Records of detection annotations:
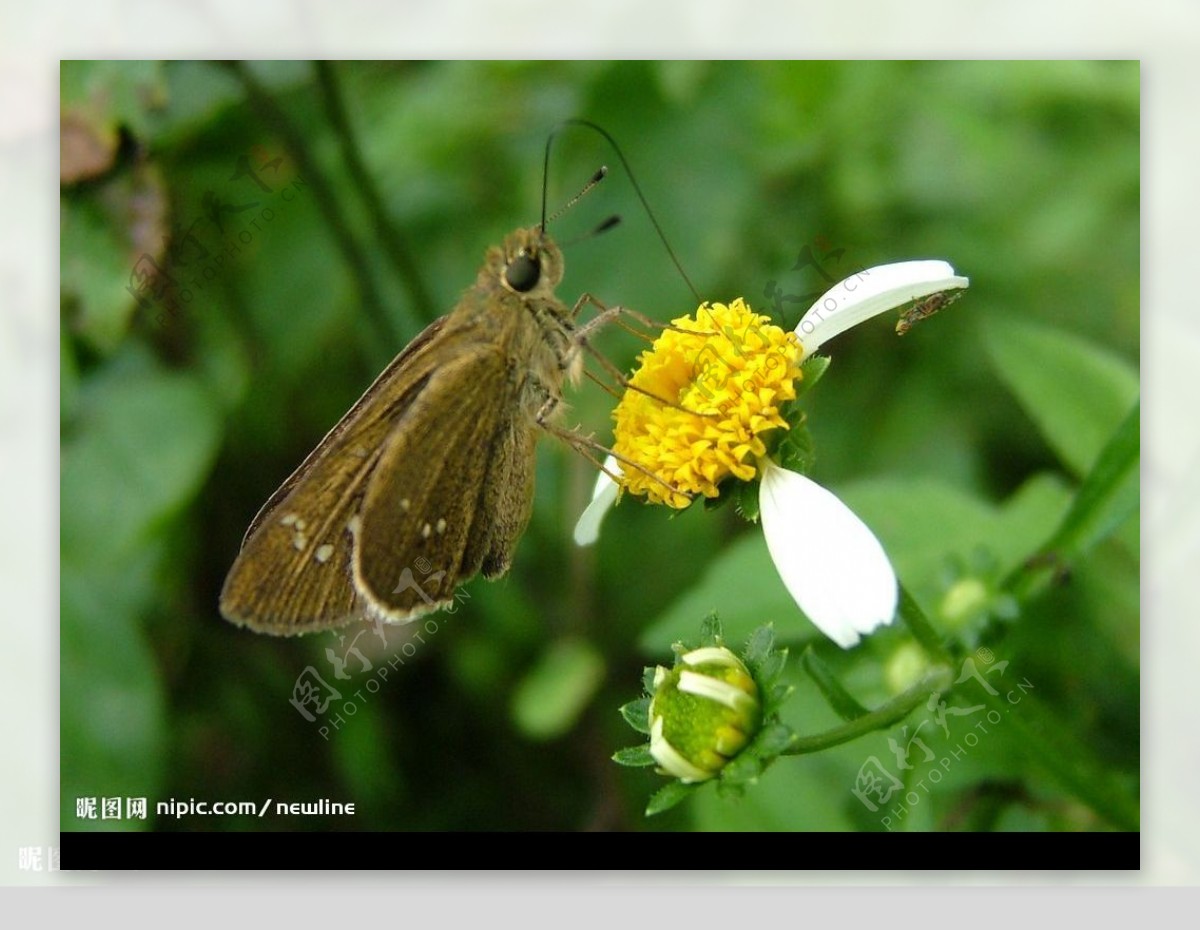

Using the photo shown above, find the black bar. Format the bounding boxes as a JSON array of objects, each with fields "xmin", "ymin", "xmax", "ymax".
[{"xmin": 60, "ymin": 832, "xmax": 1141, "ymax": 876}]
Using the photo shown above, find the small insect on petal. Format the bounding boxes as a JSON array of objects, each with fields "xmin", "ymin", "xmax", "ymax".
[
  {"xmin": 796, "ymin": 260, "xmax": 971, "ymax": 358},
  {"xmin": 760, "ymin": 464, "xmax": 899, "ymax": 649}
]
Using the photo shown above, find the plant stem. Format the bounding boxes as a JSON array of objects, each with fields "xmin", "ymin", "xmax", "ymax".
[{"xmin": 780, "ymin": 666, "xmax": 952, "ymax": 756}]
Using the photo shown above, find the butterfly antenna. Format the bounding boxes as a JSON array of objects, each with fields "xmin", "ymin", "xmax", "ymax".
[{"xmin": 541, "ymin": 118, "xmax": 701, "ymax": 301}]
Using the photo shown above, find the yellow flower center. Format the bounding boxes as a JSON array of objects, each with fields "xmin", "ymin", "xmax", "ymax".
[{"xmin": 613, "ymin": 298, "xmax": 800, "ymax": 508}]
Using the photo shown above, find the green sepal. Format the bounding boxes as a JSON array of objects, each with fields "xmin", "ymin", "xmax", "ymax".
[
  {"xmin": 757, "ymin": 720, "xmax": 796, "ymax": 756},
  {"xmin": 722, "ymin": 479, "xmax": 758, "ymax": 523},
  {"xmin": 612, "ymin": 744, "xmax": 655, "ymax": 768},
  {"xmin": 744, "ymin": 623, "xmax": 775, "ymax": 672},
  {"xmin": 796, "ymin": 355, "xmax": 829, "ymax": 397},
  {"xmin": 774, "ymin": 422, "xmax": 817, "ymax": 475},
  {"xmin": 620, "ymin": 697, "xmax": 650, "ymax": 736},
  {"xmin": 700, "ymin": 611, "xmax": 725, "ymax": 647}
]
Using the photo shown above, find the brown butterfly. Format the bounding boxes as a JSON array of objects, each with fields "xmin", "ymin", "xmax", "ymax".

• _Instructions for the task_
Extract each of the lines above that contains the word "with" and reproduce those lines in full.

• _The reply_
Using the photo shown above, find the black bar. Format the bounding boxes as a JSON array of objects, each with fields "xmin", "ymin", "xmax", "ymax".
Using the photo shown above, find the small insect on petal. Format the bounding boxes as a JSON array of objects, each with fields "xmin", "ymin", "xmax", "ymax".
Using the photo shown above, find the plant stem. Format the bounding boxes as a JSON array of objects, each with fields "xmin", "ymin", "xmax", "ymax".
Using the photo shown above, find the butterfly antenna. Format the bounding boxes as a JSON array of objects, each with fields "xmin", "ymin", "xmax", "ymax".
Using the photo shown above, find the yellow flower center. Format the bounding boxes as a JSON array of objects, each with fields "xmin", "ymin", "xmax", "ymax".
Using the photo shown above, find the green sepal. Format the bounding boxes as a JSON array of objects, each with fields "xmin", "ymin", "xmax", "ymax".
Using the photo shown above, find the brown butterfly. Format the bounding boxes as a JSON array of objects, each with fields "xmin", "ymin", "xmax", "ymax".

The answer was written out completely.